Search the records for "woman" and copy each line that holds it.

[Dataset records]
************
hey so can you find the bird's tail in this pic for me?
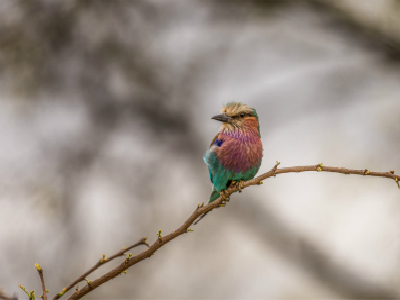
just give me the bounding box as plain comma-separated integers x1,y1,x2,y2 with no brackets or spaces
209,189,220,203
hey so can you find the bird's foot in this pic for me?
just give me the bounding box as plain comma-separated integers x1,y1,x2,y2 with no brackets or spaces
236,180,245,192
220,190,230,205
229,180,244,192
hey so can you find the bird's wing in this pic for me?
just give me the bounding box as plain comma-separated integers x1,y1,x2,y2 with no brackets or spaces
207,133,220,183
209,133,219,149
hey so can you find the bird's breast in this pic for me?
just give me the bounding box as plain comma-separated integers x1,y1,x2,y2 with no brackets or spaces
215,133,263,173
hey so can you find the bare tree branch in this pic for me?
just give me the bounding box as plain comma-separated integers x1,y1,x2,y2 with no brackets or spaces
253,163,399,187
35,264,48,300
65,163,399,300
53,238,149,300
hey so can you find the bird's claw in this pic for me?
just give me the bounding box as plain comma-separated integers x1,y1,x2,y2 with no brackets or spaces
236,180,244,192
230,180,244,192
220,190,230,203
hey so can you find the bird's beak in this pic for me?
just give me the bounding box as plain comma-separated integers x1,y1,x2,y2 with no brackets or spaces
212,113,233,123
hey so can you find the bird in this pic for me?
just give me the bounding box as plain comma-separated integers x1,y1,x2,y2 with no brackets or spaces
204,102,263,203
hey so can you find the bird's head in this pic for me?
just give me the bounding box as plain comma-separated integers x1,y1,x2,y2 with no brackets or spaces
212,102,260,136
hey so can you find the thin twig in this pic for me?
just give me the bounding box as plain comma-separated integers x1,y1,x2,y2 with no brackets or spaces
65,163,399,300
35,264,47,300
53,238,149,300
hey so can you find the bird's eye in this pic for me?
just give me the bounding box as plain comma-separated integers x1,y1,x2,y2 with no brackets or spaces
240,113,245,118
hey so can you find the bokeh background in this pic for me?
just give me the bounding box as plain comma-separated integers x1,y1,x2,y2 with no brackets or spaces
0,1,399,299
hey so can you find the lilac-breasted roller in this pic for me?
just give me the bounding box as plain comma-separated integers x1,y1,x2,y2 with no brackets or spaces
204,102,263,202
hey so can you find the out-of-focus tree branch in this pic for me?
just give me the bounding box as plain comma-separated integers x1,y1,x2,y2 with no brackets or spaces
232,198,399,299
0,291,17,300
304,0,400,62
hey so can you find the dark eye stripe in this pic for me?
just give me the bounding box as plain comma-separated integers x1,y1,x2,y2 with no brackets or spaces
232,112,253,118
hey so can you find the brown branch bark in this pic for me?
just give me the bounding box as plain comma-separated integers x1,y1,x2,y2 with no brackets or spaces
53,238,149,300
65,163,399,300
36,264,47,300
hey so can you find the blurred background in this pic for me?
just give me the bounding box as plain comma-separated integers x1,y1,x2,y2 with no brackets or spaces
0,0,399,299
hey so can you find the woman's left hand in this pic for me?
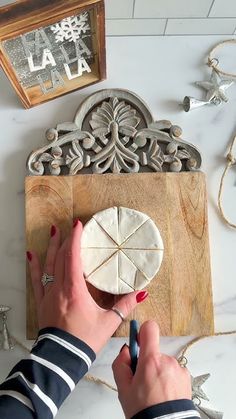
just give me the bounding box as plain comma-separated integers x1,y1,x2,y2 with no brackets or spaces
27,219,148,353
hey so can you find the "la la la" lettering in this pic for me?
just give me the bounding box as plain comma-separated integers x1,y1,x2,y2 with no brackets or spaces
28,49,56,72
64,58,91,80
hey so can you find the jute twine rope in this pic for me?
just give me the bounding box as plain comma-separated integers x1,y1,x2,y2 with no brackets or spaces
177,330,236,365
218,134,236,229
85,374,117,392
208,39,236,78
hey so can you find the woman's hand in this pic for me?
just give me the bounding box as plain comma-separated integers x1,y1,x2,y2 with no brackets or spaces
112,321,192,418
27,220,148,354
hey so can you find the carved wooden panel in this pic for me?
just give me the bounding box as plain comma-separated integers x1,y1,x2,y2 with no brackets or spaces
26,89,202,174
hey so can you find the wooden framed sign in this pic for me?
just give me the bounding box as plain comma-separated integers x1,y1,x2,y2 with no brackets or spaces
0,0,106,108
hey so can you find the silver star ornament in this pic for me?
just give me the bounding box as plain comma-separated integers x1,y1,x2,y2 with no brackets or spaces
191,373,224,418
191,373,210,401
196,69,234,105
0,305,14,350
196,405,223,419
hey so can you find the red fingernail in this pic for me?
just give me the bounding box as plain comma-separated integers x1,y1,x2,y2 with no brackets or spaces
26,251,32,262
50,225,56,237
119,343,128,353
136,291,148,303
73,219,79,228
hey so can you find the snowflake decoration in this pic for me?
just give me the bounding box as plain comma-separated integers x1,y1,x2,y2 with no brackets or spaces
51,13,90,43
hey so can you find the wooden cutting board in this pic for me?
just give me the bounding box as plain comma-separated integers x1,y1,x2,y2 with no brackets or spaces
25,172,214,339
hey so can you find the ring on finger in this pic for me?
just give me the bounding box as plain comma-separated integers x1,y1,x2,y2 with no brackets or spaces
41,273,55,287
111,307,125,322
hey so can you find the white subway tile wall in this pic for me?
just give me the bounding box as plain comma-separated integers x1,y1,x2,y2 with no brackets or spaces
106,19,166,36
0,0,236,36
105,0,236,36
209,0,236,18
105,0,134,19
165,18,236,35
134,0,213,18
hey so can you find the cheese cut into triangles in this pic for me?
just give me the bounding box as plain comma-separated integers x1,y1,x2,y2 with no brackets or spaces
82,207,164,294
118,207,149,245
134,270,150,291
87,252,119,294
118,251,149,293
123,219,164,250
93,207,119,244
119,279,136,294
123,249,164,280
81,248,117,277
81,218,117,249
118,251,137,290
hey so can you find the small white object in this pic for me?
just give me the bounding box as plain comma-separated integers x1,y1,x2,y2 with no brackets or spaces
93,206,119,243
81,218,117,248
64,58,91,80
118,207,149,244
51,14,90,43
81,207,164,294
88,252,119,294
27,49,56,72
124,219,164,249
81,248,116,277
123,249,163,281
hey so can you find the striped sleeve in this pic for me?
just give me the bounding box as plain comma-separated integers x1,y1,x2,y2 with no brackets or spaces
0,327,96,419
131,399,200,419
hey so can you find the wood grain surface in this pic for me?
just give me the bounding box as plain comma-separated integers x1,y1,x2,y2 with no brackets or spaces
25,172,214,339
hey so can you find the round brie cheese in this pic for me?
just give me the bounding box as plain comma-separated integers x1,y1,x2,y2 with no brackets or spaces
81,207,164,294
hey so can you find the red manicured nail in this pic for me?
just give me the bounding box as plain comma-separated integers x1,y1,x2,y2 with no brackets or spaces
73,219,79,228
119,343,128,353
136,291,148,303
26,251,32,262
50,225,56,237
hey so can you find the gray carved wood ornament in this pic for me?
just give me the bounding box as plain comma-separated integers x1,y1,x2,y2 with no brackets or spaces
27,89,202,175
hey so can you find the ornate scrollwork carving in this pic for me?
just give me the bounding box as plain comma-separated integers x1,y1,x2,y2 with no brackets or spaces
27,89,202,175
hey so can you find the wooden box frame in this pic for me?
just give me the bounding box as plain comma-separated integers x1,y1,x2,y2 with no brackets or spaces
0,0,106,108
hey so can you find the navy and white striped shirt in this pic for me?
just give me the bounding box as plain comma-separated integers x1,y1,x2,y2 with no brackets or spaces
0,328,200,419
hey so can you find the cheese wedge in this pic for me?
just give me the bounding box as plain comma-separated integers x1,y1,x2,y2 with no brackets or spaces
118,251,137,290
88,252,119,294
81,218,117,248
122,249,163,281
118,251,149,293
93,206,119,244
81,248,117,277
124,219,164,250
118,207,149,245
134,270,150,290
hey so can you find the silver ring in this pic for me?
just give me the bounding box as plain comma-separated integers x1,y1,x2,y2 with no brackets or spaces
41,273,54,287
111,307,125,321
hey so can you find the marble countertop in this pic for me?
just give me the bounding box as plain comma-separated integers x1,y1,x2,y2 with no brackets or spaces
0,35,235,418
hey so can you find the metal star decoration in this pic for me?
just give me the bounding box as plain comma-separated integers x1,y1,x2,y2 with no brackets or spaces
196,69,234,105
0,305,14,350
191,373,210,401
196,405,223,419
191,373,224,418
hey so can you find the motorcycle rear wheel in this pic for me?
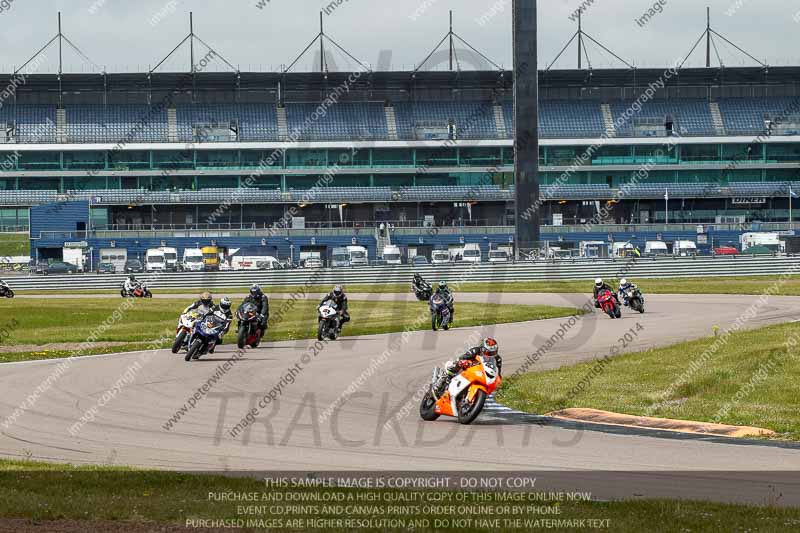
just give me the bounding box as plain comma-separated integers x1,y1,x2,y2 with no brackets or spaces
************
**Response box:**
hey so can you find the woman's left hand in this pic for me?
hey so can you find the woman's hand in this pic for me?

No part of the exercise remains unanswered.